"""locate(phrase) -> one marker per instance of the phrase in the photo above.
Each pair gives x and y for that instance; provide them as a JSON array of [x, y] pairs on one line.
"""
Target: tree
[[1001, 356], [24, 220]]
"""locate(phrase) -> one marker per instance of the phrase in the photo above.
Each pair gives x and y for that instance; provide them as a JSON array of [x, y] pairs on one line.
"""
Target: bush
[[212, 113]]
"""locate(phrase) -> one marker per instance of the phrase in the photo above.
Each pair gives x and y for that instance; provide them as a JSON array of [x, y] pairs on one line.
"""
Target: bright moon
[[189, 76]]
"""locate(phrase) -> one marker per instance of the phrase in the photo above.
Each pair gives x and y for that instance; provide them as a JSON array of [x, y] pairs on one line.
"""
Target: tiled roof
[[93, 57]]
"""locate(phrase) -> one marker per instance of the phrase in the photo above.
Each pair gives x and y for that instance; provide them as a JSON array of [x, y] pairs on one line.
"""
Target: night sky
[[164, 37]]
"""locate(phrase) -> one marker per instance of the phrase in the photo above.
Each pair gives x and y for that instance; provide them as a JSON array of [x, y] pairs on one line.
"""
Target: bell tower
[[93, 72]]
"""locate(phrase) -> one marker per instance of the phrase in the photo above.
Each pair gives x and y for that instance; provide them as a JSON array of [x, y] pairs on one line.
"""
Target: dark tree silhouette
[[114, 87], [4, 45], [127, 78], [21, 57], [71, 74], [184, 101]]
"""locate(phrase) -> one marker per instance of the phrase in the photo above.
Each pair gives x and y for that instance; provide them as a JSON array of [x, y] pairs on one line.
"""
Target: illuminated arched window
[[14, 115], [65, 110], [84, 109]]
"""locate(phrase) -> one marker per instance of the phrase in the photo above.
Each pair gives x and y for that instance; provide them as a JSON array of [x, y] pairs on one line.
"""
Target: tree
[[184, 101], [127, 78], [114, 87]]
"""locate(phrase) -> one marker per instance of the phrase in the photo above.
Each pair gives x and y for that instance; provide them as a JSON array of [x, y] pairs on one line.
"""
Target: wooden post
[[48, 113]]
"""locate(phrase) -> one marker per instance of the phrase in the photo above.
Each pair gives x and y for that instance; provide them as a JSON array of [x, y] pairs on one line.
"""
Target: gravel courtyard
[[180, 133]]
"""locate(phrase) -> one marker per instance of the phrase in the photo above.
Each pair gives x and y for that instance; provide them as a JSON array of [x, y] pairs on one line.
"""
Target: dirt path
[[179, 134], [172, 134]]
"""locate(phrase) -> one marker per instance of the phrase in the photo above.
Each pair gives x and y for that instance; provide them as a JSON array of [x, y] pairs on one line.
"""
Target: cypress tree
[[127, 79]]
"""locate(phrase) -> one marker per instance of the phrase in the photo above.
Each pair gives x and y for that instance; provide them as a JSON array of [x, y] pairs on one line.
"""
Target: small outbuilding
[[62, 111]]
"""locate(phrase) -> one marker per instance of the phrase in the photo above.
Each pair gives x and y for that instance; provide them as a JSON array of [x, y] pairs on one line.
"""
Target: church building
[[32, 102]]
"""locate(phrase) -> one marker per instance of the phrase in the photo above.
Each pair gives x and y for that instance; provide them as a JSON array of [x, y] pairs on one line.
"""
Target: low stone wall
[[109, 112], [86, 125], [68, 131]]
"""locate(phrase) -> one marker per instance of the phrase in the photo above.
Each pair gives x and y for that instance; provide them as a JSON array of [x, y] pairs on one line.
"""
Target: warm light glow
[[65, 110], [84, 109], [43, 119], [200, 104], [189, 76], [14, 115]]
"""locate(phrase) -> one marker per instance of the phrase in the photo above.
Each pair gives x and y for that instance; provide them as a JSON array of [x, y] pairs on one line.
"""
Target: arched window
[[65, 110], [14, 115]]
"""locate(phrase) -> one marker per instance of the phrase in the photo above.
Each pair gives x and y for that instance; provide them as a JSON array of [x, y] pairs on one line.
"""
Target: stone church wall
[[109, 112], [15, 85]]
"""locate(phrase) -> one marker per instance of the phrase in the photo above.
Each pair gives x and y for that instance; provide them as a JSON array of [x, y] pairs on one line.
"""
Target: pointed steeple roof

**EXERCISE GOAL**. Write each record out again exactly.

**SOLUTION TO THIS TASK**.
"""locate(phrase) -> one marker per instance of the phrase in the photo above.
Each pair gives x and y for that instance; provide them as a JSON array of [x, y] pairs on one line.
"""
Target: tree
[[1001, 356], [24, 220]]
"""locate(phrase) -> one marker per instance of the phrase in the photo above.
Each pair gives x and y for that instance; provide them as a JSON array of [x, y] pairs on one line.
"""
Target: bush
[[212, 113]]
"""locate(phrase) -> one marker per instance of the phrase in the photo above.
Each pair gives x and y for that instance; provide them as a JSON array of [x, y] pairs on one line.
"""
Target: bright moon
[[189, 76]]
"""locate(phrase) -> one marker per instance of the phrase in the photo above.
Each pair gives x and y for that instance; provide them as a JSON array of [x, y] pairs on one line.
"""
Target: tiled roof
[[93, 57]]
"""locate(phrase) -> one marker per instance of the phrase in the photo above.
Each pair gives x and y for that instance; provide them as a JSON array of [x, y] pairs on one line.
"""
Target: night sky
[[164, 37]]
"""locate(phrase) -> one marker per instance of the phrase in the photo above.
Each pair gives x and y for that instance; provide them as a JSON array of [x, y] pairs on one line.
"""
Target: bell tower
[[93, 72]]
"""locate(phrase) -> one marker per instance of the phrase in the photo above.
Each pair gives x and y for that instance; provide them as a JSON array of [x, y] pairs on one line.
"""
Target: dark tree silhouette
[[114, 87], [4, 45], [127, 78], [21, 57], [71, 74], [184, 101]]
"""locate(phrase) -> one marker per instance of the phrase in the photo above.
Each pair gives x and y for that instance; provide them as a JSON array of [x, y] pairs on one line.
"""
Target: illuminated arched window
[[14, 115], [65, 110], [84, 109]]
"""locate(phrase) -> one marker per instance of the phrase in the photo above.
Each pair gives x and y for that instance; provide them as a JSON array of [x, y] pairs on one line.
"""
Target: tree
[[184, 101], [127, 78], [114, 87]]
"""locate(phrase) -> one marker per instance of the phrase in the photo above.
Each pair gives x and y for that instance; provide them as a JSON array of [x, y] pairs on one line.
"""
Target: wooden post
[[48, 113]]
"""locate(phrase) -> one marker per instance of the phrase in the photo above.
Each pair gives x and y for that instance; provide them as a JSON array of [x, y] pairs on one line.
"""
Target: gravel courtyard
[[180, 133]]
"""locate(phrase) -> one marker per instance of the phrase in the photo above.
Each pair gives x and y for that instance; provide them as a JSON array of [x, y] pairs on one line.
"""
Target: dirt path
[[179, 134], [172, 134]]
"""locate(phrase) -> one marker per instance of the phrase in the photo above.
Each pair gives x and y for that instance; provide them as a JSON array of [x, y] pairs on one line.
"""
Target: cypress tree
[[127, 79]]
"""locate(phrase) -> one marker per instance of the phrase in the photo above.
Each pair gives x and y for that instance; provide them as a JSON array of [x, y] pairs on one line.
"""
Target: small outbuilding
[[62, 111]]
"""locate(phrase) -> one marker per instance of the phrase in the photo above.
Each pair gives x and y for that instance; provide them as a JSON array of [x, y] pairs on one line.
"""
Target: church building
[[32, 102]]
"""locate(phrase) -> one marker per instance of the phrase in the photo above.
Each pair gives x and y for that instance; provide them as a JSON array of [x, y] pairs on one line.
"""
Target: low stone wall
[[109, 112], [86, 125], [68, 131]]
"""locate(phrase) -> one marker per instance of the phrase in the photo above.
Each pair gives x and y for that instance; provide them as a JSON array of [x, y] pairs on one line.
"""
Target: warm light glow
[[65, 110], [84, 109], [43, 119], [200, 104], [189, 76], [14, 115]]
"""locate(phrase) -> one marker per instance of the phrase in the photo above.
Each pair gives x and y for that instance; provide them as a JSON array of [x, y] pairs on one line.
"""
Target: arched window
[[65, 110], [14, 115]]
"""locate(phrase) -> one marker per instance of the phrase in the photo above.
Each pair gives x and y for that instance; provide them as a JSON array of [x, y] pairs on one line.
"""
Target: stone church wall
[[109, 112], [15, 85]]
"""locate(phrase) -> one marker per instance of the phrase in the photo above.
Each pair gives x and y for that instance; provide them as a JSON array of [x, y] pairs on one line.
"""
Target: pointed steeple roof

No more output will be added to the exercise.